Die folgenden Eindrücke und Überlegungen beziehen sich auf das Stück

BALKAN MACHT FREI

gesehen im Marstall, einer Spielstätte des Residenztheaters München, am 27. Februar 2017.

[Die Bilder haben mit der Sache nichts zu tun.]

Zum Glück bin ich einfach hingegangen und hab nicht vorab die Kritiken gelesen. Genug, dass am Eingang gemunkelt wurde: Publikumsbeschimpfung und Waterboarding. Naja, den trailer hätte ich mir schon anschauen können, benötigt habe ich den aber auch nicht.

Schließlich war ich eineinhalb Stunden lang durchwegs gebannt am Mit- und Gegenfühlen. Was willst du sonst denn auch noch machen, wenn die Figur des Regisseurs (Franz Pätzold) erst vom besserwisserischen Intellektualismus deutscher Hochkultur (Leonard Hohm, Alfred Kleinheinz und Jörg Lichtenstein) bei Vertragsunterzeichnung gedemütigt wird, anschließend eine ganze Reihe an Säulenheiligen der deutschsprachigen Kultur abknallt, das Publikum als Regisseur aber auch als Schauspieler namens Franz beschimpft und auf verschiedenen Ebenen provoziert, um anschließend auf offener Bühne gefoltert zu werden? Was tun, wenn die Frage nicht mehr lautet: Ist das Spiel oder ist das Ernst? Sondern wenn die Frage nur noch schreit: Zuschauen oder eingreifen?

Befremdet finde ich mich sitzend, still. Während andere Aufhören! Stopp! Aufhören! schreien und eine runterrennt, auf die Bühne klettert, den Krug wegstellt und die Herren zur Rede stellt. Aber die Folterknechte machen bald weiter. Also noch zwei Jungs, sie schütten alles Wasser aus. Aber der Folterknecht füllt nach und fragt: Was wollen Sie damit erreichen? Wieder hör ich Stopp! Aufhören! Genug! Es reicht! Und fast möchte ich dagegenhalten. Und laut fragen, was schreit ihr heute hier nur weil ihr‘s Foltern sehen könnt? Wir sind doch zutiefst kompromittiert, stecken tief mit drin, per Geheimdienst beteiligt an der Folter von hunderttausenden von Menschen, jeden Tag in dunklen Anlagen auf diesem Planeten. Wir nennen das Kampf gegen den Terror, obwohl wir ihn säen. Aber ich schweige. Ich kann es ja eigentlich auch nicht mehr aushalten. Bin insgeheim dankbar für die, die wieder auf die Bühne stürmen. Bin stolz auf sie. Noch einmal. Jetzt mit Schere. Die Fesseln auf. Aus.
________________
• [Aufgaben]:
**A)** Tippe aus der Theaterkritik den Abschnitt von "BALKAN MACHT FREI" bis "aber auch nicht." wortgetreu ab.
**B)** Wiederhole bitte die Datensätze unverändert, von ihrer ersten Zeile bis einschließlich der Zeile mit "Give the mask".

• [Datenauszug]:
________________
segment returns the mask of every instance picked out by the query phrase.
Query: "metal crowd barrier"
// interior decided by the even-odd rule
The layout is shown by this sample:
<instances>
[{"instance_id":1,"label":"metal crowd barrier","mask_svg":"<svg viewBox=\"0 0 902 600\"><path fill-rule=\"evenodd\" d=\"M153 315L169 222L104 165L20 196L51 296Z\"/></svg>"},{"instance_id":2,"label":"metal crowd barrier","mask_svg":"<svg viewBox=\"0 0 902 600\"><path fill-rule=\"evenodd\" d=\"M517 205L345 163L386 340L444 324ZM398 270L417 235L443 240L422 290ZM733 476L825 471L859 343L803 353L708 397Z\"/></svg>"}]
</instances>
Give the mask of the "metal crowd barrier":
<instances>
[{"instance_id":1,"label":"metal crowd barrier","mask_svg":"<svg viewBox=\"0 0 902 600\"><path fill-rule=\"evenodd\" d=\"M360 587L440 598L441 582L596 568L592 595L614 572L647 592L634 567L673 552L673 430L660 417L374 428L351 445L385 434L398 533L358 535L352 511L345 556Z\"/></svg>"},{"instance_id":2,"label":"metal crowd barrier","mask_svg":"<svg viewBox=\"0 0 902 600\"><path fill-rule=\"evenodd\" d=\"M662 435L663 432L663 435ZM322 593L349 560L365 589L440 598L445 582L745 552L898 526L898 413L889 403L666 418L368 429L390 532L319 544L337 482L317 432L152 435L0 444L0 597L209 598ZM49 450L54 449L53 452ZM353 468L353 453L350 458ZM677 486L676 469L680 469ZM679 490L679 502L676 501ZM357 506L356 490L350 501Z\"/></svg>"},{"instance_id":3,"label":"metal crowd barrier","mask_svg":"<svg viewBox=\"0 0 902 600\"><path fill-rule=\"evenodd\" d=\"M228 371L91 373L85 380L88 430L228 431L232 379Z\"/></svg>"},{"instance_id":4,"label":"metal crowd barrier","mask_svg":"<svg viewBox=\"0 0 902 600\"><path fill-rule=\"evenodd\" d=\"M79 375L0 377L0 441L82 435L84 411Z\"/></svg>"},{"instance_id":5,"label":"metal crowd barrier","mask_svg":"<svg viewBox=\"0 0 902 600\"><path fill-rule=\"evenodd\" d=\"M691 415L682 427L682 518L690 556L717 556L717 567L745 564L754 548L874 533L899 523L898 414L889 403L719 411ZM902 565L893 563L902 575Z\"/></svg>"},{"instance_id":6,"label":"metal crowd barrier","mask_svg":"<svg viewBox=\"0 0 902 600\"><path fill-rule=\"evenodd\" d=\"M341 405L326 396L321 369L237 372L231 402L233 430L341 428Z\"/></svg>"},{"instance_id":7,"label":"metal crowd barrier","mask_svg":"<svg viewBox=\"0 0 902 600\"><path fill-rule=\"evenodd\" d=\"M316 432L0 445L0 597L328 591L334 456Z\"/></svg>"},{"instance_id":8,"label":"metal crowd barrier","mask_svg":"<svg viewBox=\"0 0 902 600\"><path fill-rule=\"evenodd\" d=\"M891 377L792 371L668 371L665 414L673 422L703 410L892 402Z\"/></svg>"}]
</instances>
________________
• [Lösungen]:
**A)**
BALKAN MACHT FREI

gesehen im Marstall, einer Spielstätte des Residenztheaters München, am 27. Februar 2017.

[Die Bilder haben mit der Sache nichts zu tun.]

Zum Glück bin ich einfach hingegangen und hab nicht vorab die Kritiken gelesen. Genug, dass am Eingang gemunkelt wurde: Publikumsbeschimpfung und Waterboarding. Naja, den trailer hätte ich mir schon anschauen können, benötigt habe ich den aber auch nicht.

**B)**
segment returns the mask of every instance picked out by the query phrase.
Query: "metal crowd barrier"
// interior decided by the even-odd rule
The layout is shown by this sample:
<instances>
[{"instance_id":1,"label":"metal crowd barrier","mask_svg":"<svg viewBox=\"0 0 902 600\"><path fill-rule=\"evenodd\" d=\"M153 315L169 222L104 165L20 196L51 296Z\"/></svg>"},{"instance_id":2,"label":"metal crowd barrier","mask_svg":"<svg viewBox=\"0 0 902 600\"><path fill-rule=\"evenodd\" d=\"M517 205L345 163L386 340L444 324ZM398 270L417 235L443 240L422 290ZM733 476L825 471L859 343L803 353L708 397Z\"/></svg>"}]
</instances>
Give the mask of the "metal crowd barrier":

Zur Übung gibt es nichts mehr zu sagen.